Extrait ->
================================

Dans le bassin d’Arcachon, plusieurs milliers d’habitants sont contraints de fuir les feux qui ont déjà ravagé 15.500 hectares de forêt en Gironde. Un crève-coeur pour certains. Comment réagissent les pompiers lorsque des habitants refusent de quitter les lieux, malgré le danger?
Quelques affaires sous le bras, des milliers d’habitants se voient forcés de laisser derrière eux leur maison, menacée par les flammes depuis mardi. Les évacuations se multiplient dans le bassin d’Arcachon, à mesure que progressent les deux gigantesques incendies qui touchent la Gironde.
« La situation est très compliquée, (…) le vent permet l’extension du feu », a fait savoir la préfète Fabienne Bucccio lundi après-midi, précisant que plus de 30.000 personnes avaient ainsi été évacuées de façon préventive depuis la semaine dernière, dont 16.000 uniquement ce lundi.
Prévenir la population suffisamment en amont
Mais laisser son logement derrière soi représente souvent un crève-cœur pour certains habitants, et les évacuations peuvent parfois se révéler plus compliquées que prévues. Alors, dans quelle mesure les pompiers et les autorités, peuvent-elles contraindre une population à évacuer en cas de danger, comme c’est le cas lorsque menace un feu de forêt?
« En cas de feux de forêt, la population évacue avec relativement de facilité », explique à BFMTV.com Mathias Lavolé, ingénieur en prévention des risques à l’IRMA (l’Institut des risques majeurs de Grenoble), une association qui sensibilise les populations aux risques majeurs et co-écrit les guides de prévention pour le ministère de l’Intérieur.
Selon lui, « dans 80 à 90% des cas, les gens comprennent que leur vie est en danger. Mais il peut arriver que ce soit trop dur psychologiquement pour certaines personnes, qui pensent être solidaires du bâtiment ou pouvoir le protéger en restant à l’intérieur. Ce qui n’est pas le cas ».
« Ce qui fait la différence, c’est quand les pompiers ont le temps de prendre contact avec les gens et de leur expliquer le pourquoi du comment, ça facilite le processus. L’objectif, c’est de prévenir la population suffisamment en amont ».
Engager une discussion avec les récalcitrants
Mathias Lavolé explique que si la discussion suffit la plupart du temps, il peut parfois s’avérer ardu de convaincre des familles de laisser leur maison derrière eux. « On commence d’abord par envoyer un sapeur-pompier, puis deux, puis un responsable pour parler avec les habitants récalcitrants. Les élus, de préférence le maire, peuvent venir dans un second temps pour essayer de raisonner la personne. C’est un fonctionnement en cascade ».
Jean-Marc Pelletant, maire de Landiras (Gironde), a par exemple passé sa journée à « essayer de convaincre » les habitants de sa commune de 2000 habitants de quitter les lieux.
« J’ai réussi à en convaincre une bonne soixantaine mais je n’ai pas réussi à convaincre tout le monde », souffle l’élu. Certains « n’ont pas envie », il n’y en a pas beaucoup mais il y a des personnes âgées qui n’ont pas envie de bouger, qui disent: ‘On en a vu d’autres, et on ne nous a pas évacué pour autant’. J’ai essayé de les raisonner mais il n’y a pas d’obligation… Quand ça veut pas, ça veut pas ».

================================

Données affichées ->

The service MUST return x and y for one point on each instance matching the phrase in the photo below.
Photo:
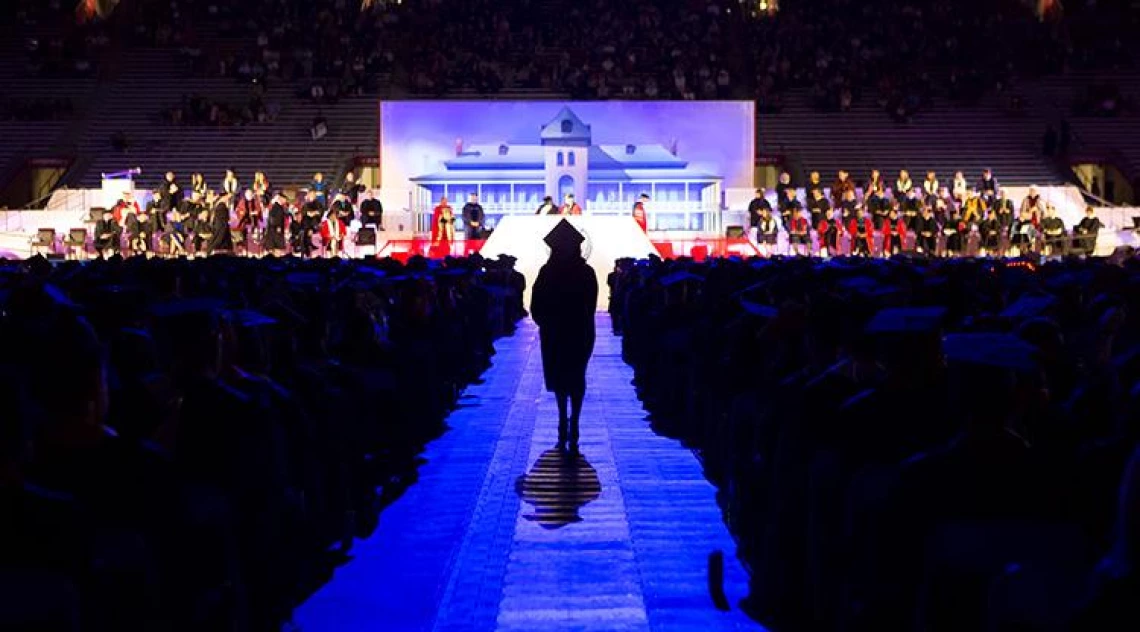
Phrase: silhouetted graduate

================================

Liste des tâches ->
1. Recopiez fidèlement l'article sur les incendies en Gironde, depuis « Dans le bassin d’Arcachon, plusieurs » jusqu'à « touchent la Gironde. » inclus.
2. Reprenez l'article sur les incendies en Gironde à partir de son dernier passage et poursuivez-le.

Réponses ->
1.
Dans le bassin d’Arcachon, plusieurs milliers d’habitants sont contraints de fuir les feux qui ont déjà ravagé 15.500 hectares de forêt en Gironde. Un crève-coeur pour certains. Comment réagissent les pompiers lorsque des habitants refusent de quitter les lieux, malgré le danger?
Quelques affaires sous le bras, des milliers d’habitants se voient forcés de laisser derrière eux leur maison, menacée par les flammes depuis mardi. Les évacuations se multiplient dans le bassin d’Arcachon, à mesure que progressent les deux gigantesques incendies qui touchent la Gironde.

2.
Si rien n’y fait et que les habitants restent indélogeables alors que le danger est proche, les sapeurs-pompiers déploient alors un dispositif spécifique, ne serait-ce que le temps de parvenir à les convaincre de partir. « C’est vraiment la solution de dernier recours », souligne Mathias Lavolé.
Une équipe et un véhicule de sapeurs-pompiers viennent alors spécifiquement sur zone en renfort, sur ce qui est appelé une « défense de point sensible ». Celles-ci sont mises à disposition en complément des équipes qui luttent sur le front des incendies, et veillent à des opérations de « sécurisation » et de protection des habitants, par le biais d’opérations de refroidissement des façades de l’habitation par exemple.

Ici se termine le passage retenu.